--- Records shown ---

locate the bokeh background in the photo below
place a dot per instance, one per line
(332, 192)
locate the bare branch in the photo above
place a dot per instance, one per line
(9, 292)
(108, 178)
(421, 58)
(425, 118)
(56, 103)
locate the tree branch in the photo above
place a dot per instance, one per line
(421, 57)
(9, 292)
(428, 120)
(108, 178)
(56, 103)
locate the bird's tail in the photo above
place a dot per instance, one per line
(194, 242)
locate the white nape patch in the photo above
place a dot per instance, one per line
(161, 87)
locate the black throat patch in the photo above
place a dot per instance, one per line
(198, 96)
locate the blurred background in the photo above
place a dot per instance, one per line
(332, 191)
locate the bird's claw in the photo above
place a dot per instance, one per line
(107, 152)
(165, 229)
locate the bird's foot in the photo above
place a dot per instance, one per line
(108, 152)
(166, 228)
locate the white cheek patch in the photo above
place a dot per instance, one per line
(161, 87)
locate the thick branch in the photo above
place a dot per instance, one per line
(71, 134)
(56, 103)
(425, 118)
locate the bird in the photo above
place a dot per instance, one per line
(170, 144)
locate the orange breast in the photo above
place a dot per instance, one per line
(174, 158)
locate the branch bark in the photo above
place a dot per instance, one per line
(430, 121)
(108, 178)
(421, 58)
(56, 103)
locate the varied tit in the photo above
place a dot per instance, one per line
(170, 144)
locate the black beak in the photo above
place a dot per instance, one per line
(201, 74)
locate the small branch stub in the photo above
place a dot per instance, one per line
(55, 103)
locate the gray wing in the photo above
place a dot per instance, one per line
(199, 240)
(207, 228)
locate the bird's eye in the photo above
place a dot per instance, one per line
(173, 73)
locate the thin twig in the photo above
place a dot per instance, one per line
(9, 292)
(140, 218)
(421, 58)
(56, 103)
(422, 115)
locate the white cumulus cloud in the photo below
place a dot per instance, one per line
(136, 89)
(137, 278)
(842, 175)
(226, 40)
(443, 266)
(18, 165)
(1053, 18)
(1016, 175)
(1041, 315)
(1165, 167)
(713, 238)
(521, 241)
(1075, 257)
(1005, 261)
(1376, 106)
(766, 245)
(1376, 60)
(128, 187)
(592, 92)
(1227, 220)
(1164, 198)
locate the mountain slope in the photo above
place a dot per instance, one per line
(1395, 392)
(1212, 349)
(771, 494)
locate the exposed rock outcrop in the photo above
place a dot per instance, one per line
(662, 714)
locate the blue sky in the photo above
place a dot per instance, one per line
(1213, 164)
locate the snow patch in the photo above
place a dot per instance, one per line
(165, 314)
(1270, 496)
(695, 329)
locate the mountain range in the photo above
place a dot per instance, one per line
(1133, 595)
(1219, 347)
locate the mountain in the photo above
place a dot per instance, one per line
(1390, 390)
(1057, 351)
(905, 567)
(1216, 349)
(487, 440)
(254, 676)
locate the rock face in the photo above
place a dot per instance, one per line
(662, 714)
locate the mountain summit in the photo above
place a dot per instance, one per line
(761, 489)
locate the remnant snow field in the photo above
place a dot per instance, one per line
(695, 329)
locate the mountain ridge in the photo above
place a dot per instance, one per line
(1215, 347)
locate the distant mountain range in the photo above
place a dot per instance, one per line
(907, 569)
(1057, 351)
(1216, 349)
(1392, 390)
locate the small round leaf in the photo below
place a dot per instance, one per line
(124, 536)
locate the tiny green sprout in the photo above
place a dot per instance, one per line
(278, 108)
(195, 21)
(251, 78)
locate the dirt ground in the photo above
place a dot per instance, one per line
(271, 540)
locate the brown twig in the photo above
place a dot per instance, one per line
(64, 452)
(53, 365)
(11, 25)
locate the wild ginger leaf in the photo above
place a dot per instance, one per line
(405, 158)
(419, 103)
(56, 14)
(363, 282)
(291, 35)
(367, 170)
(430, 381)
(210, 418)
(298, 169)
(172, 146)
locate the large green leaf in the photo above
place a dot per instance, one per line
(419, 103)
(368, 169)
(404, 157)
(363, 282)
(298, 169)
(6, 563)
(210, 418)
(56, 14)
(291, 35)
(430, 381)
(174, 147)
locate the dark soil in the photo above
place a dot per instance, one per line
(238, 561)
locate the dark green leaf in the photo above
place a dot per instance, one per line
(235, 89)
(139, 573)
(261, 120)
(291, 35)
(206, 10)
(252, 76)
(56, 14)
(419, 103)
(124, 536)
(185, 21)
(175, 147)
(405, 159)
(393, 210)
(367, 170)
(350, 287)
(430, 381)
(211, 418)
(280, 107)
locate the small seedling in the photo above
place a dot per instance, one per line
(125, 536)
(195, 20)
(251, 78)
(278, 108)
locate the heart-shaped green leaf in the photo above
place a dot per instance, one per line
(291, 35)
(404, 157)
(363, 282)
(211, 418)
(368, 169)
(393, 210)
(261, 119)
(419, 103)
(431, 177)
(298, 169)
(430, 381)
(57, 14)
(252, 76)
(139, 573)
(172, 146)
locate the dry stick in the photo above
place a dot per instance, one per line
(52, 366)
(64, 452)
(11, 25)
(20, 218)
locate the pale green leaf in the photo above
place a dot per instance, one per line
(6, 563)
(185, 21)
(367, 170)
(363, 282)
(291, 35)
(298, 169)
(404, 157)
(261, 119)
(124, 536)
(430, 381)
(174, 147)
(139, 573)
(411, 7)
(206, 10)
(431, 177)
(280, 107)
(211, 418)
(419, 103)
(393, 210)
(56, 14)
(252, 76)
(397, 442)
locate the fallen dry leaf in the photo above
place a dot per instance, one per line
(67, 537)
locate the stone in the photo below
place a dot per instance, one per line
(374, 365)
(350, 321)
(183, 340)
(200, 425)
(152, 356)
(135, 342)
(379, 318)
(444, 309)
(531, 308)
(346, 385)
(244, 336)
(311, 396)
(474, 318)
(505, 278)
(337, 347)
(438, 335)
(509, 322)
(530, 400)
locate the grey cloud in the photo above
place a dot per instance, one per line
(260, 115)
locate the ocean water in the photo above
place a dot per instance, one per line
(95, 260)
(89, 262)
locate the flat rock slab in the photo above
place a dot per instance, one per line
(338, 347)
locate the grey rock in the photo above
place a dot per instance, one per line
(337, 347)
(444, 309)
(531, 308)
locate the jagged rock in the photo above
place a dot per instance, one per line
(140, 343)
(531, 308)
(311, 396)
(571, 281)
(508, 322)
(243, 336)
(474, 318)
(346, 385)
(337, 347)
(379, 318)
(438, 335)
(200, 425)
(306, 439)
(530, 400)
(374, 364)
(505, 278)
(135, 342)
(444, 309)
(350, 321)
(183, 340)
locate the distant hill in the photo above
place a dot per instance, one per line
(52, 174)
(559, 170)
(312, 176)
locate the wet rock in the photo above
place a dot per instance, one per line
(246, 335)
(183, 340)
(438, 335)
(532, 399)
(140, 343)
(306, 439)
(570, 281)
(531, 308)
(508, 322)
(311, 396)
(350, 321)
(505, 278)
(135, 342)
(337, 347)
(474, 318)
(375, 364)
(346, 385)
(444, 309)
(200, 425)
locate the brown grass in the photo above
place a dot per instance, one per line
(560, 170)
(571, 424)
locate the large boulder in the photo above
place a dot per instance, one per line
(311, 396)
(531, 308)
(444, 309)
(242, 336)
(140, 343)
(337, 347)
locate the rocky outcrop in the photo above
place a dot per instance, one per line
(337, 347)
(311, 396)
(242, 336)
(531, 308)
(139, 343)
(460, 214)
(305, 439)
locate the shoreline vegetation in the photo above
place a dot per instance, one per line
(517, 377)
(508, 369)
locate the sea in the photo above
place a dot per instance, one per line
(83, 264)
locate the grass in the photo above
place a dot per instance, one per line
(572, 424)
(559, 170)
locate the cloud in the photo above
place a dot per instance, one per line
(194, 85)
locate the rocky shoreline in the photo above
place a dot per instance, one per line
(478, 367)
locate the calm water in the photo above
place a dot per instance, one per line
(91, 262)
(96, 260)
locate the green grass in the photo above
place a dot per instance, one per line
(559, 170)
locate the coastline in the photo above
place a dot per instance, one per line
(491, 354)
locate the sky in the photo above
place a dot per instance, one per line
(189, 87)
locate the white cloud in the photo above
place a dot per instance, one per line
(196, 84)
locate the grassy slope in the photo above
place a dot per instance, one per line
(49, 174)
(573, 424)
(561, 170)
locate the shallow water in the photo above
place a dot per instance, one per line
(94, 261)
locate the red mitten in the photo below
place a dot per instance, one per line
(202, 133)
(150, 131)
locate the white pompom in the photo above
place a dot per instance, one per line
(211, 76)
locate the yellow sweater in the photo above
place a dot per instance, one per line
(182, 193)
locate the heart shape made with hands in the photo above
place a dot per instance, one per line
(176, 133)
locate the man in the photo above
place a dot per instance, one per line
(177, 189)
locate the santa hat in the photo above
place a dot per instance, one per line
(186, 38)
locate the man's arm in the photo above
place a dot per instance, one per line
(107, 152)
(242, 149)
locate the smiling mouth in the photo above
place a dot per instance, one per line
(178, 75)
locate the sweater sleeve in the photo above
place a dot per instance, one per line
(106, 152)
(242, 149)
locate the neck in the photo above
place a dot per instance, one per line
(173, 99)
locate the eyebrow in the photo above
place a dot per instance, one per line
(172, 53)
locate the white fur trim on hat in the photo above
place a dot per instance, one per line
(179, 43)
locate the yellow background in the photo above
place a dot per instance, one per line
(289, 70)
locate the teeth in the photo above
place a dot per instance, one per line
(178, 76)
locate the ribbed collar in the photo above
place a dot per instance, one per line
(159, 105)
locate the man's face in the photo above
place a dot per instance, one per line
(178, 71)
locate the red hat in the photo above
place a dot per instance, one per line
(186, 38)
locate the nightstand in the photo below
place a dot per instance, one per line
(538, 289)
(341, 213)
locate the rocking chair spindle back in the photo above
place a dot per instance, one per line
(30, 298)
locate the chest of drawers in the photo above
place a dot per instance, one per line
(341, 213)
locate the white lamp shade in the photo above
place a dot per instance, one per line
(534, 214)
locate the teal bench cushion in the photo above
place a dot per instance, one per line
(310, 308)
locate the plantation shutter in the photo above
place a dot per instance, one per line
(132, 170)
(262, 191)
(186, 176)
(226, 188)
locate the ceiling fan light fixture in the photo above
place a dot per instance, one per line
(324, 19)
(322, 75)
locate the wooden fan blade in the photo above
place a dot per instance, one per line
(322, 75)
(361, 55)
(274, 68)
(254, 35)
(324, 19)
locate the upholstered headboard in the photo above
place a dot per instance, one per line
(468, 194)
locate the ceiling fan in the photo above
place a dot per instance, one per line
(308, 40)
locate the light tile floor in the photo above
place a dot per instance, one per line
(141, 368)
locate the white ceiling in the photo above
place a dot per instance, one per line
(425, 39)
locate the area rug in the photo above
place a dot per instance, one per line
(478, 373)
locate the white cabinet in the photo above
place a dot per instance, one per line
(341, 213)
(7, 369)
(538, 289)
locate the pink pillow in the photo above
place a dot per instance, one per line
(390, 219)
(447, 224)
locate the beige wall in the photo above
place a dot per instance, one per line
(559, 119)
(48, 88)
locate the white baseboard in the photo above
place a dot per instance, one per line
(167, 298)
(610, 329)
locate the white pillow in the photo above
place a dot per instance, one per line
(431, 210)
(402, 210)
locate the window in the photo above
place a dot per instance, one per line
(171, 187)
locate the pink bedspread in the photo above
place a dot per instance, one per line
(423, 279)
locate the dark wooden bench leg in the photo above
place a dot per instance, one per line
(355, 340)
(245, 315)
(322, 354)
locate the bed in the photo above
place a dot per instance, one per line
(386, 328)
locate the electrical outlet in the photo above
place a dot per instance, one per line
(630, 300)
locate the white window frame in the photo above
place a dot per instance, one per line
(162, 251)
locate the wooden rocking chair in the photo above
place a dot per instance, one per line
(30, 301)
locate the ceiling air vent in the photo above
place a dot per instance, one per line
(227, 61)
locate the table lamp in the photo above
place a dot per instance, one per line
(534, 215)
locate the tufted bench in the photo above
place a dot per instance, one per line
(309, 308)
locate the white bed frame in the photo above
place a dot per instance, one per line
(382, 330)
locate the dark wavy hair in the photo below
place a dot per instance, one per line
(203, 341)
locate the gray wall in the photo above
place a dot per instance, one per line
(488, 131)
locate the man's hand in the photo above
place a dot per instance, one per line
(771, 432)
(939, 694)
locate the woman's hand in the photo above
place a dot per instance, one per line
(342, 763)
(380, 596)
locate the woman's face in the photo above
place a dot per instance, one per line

---

Exactly and exclusively, repeat the lines from the line that contains "locate the pink bedspread in the photo above" through the end of the records, both ends included.

Written solution
locate the pink bedspread in the photo above
place a dot per instance, one per line
(423, 279)
locate the dark wooden bench leg in the photo above
place a dot per instance, one per line
(355, 340)
(245, 315)
(322, 354)
locate the bed in the photo above
place a dot per instance, one per line
(386, 328)
locate the electrical outlet in the photo above
place a dot per instance, one per line
(630, 300)
locate the white window frame in the photo above
place a dot per instance, one per line
(162, 251)
locate the wooden rocking chair in the photo above
place a dot per instance, one per line
(30, 301)
locate the ceiling air vent in the photo above
place a dot per instance, one per line
(227, 61)
locate the table lamp in the photo above
place a dot per instance, one per line
(534, 215)
locate the tufted bench in the photo above
place a dot per instance, one per line
(309, 308)
locate the white bed frame in the photo above
place a dot per instance, one per line
(382, 330)
locate the dark wavy hair in the photo below
place a dot per instance, one per line
(203, 341)
locate the gray wall in the photo above
place a dot per instance, one per line
(488, 131)
locate the man's hand in the photo above
place a dot per instance, one per line
(771, 432)
(939, 694)
locate the woman's hand in the photo above
place a dot per instance, one per line
(342, 763)
(380, 596)
locate the woman's face in the photo above
place a dot per instance, one per line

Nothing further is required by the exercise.